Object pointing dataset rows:
────────────────────────────────────────

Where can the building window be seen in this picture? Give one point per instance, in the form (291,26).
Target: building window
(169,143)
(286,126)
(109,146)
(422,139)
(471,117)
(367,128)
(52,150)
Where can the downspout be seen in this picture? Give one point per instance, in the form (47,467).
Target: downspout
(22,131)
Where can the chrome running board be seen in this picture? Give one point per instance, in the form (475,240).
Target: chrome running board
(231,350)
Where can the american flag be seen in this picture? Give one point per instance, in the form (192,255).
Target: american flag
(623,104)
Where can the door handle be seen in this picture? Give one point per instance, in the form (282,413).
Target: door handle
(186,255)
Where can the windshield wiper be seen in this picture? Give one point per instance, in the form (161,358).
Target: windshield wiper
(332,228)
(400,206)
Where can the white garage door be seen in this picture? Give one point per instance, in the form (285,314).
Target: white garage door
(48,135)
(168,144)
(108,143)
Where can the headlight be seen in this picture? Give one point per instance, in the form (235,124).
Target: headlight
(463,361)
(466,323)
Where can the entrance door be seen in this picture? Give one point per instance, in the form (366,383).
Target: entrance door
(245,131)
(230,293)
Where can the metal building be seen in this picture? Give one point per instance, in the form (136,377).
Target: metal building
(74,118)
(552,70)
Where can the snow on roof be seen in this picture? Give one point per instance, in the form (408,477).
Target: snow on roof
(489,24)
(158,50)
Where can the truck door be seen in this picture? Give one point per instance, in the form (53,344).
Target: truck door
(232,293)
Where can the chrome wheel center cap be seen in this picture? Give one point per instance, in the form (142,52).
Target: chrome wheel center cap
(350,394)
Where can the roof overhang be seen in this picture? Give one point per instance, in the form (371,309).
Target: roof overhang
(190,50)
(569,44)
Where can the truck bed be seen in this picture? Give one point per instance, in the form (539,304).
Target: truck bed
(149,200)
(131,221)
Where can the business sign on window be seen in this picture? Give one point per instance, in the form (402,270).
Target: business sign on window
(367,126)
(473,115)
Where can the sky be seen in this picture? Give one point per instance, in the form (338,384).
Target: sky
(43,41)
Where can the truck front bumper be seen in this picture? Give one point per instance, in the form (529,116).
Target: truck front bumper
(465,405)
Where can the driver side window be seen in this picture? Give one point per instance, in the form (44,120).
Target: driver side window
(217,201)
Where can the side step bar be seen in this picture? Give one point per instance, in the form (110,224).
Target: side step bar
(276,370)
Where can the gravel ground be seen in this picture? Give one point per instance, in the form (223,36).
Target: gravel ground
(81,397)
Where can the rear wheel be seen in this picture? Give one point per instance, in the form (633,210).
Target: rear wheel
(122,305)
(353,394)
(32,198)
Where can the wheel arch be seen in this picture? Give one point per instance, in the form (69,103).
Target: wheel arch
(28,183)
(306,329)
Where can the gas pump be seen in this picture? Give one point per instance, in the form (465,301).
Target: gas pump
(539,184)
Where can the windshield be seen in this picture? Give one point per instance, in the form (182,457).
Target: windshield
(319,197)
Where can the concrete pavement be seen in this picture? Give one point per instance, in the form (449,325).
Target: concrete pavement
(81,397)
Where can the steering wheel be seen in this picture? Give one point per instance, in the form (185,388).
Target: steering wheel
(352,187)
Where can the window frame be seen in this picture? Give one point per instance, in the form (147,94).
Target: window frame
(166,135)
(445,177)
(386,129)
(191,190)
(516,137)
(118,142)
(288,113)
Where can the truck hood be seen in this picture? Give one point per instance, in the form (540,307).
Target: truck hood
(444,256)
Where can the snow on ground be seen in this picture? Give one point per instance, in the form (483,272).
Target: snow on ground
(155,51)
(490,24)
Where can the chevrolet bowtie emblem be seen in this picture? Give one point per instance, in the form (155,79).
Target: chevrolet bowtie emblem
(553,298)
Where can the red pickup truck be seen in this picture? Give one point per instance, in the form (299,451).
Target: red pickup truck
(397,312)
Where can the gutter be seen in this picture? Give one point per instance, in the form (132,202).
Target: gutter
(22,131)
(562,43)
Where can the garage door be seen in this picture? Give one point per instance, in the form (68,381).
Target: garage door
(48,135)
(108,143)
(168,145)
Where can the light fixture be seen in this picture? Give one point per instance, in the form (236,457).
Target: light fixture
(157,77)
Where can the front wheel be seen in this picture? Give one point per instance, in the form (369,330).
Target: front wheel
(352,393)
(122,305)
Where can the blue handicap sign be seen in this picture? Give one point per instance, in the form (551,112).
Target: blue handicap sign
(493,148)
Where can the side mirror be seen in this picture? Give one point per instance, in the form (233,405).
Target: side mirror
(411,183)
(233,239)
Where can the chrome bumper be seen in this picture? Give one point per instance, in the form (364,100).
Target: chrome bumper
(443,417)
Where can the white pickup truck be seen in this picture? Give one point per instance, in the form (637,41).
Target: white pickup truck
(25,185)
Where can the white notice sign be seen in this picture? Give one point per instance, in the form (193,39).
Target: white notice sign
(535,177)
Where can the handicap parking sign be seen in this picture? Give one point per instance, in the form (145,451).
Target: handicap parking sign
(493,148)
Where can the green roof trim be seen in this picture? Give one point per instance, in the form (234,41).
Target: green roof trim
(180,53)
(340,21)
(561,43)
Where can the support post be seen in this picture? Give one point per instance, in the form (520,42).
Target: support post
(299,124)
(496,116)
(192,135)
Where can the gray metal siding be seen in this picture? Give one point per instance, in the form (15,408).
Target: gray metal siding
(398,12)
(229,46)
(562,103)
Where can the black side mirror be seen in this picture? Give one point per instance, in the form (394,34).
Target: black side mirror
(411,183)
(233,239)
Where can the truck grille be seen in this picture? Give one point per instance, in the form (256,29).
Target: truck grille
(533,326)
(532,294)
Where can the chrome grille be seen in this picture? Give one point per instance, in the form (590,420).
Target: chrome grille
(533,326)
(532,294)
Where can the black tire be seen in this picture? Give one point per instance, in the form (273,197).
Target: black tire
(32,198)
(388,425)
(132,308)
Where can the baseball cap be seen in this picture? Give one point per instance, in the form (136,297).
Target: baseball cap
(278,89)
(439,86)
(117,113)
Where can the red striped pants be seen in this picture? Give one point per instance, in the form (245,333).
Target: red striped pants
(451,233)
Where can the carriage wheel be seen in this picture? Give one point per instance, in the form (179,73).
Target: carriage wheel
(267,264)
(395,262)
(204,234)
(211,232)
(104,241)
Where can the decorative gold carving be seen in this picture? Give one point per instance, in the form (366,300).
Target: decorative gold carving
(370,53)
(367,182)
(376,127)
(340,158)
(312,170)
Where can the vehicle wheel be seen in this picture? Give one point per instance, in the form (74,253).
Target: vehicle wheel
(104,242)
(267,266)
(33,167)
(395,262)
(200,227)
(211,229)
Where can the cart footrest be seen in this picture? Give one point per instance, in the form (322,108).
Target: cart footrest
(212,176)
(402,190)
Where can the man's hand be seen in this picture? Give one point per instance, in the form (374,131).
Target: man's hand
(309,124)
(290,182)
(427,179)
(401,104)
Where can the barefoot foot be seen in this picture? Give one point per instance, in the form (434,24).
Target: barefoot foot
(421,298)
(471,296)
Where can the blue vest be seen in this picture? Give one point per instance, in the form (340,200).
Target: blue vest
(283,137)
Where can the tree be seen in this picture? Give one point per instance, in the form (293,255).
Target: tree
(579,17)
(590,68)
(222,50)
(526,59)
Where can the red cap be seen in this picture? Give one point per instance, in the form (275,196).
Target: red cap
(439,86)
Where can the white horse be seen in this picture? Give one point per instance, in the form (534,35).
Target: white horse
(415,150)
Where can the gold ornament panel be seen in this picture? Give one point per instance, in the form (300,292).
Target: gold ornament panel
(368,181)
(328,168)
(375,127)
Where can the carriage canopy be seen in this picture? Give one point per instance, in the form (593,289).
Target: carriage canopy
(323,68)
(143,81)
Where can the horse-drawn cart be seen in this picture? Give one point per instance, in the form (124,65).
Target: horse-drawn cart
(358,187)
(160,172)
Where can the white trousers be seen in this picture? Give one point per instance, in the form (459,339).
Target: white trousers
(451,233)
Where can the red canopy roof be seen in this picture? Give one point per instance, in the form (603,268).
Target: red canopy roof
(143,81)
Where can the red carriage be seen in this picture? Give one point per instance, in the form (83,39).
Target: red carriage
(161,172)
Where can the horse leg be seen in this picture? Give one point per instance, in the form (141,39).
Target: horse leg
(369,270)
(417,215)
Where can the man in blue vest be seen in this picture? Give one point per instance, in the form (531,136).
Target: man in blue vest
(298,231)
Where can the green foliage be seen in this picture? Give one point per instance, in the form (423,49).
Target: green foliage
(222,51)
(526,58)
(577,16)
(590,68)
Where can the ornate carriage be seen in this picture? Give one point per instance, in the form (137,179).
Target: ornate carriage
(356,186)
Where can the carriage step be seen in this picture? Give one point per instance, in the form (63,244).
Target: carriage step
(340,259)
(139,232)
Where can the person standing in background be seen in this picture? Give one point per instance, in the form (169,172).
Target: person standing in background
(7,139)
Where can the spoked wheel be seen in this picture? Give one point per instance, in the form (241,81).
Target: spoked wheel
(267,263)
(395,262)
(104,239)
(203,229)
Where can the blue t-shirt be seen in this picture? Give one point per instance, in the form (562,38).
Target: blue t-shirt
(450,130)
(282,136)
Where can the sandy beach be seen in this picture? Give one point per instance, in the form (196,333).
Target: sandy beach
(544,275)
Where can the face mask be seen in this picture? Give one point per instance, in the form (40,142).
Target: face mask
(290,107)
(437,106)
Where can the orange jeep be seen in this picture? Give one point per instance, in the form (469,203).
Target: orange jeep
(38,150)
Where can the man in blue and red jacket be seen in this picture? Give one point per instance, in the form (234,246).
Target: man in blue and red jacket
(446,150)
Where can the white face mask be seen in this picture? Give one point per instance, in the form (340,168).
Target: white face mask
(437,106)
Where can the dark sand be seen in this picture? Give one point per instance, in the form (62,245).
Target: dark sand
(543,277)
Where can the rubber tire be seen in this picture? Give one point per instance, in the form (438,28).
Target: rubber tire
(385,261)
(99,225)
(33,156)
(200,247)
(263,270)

────────────────────────────────────────

> Given task
Rewrite everything from the line containing "Where can the carriage step" down to the end of the data, keeping every line, and shift each point coordinate in the answers up by 112.

> Task answer
Where can the carriage step be seen in this picture? Give one point per instance, in the form (63,244).
Target: carriage step
(452,371)
(251,344)
Where can the person standing in background be seen in this picture? Give one point per instance, in the form (169,172).
Target: person standing in background
(119,251)
Where can the spoked wheel be seen in this picture? Give one point per instance, in the form (241,81).
Target: spoked wheel
(379,375)
(507,374)
(216,351)
(315,341)
Where can the blue t-shirt be seen in this picture? Give one point per instance, in the form (562,38).
Target: blue t-shirt
(562,242)
(394,248)
Where can the sandy beach be seen in this picture? Give one point per instance, in the form (196,333).
Target: sandy beach
(656,387)
Where can the face mask be seen in this picture? Give one point per instance, in the form (40,142).
Target: face mask
(402,219)
(549,218)
Where can the orange jeep be seen in this picture? Give one point per instance, in the form (469,203).
Target: orange jeep
(150,262)
Where can the man in blue and red jacket be seen in this picture? Give one point per instance, in the form (234,246).
Target: man in blue and red jacket
(558,262)
Where can the white face mask be seen in this picture? Give one point per instance, in the form (340,168).
Target: white face mask
(549,218)
Where can the dark sand be seen in this picture? Give one point per instance, in the form (62,245).
Target: dark sand
(655,389)
Where can the rubber tire be seen in this picture? Give one point per instance, in the form (438,28).
Target: rubber tire
(497,373)
(211,337)
(145,268)
(312,359)
(375,382)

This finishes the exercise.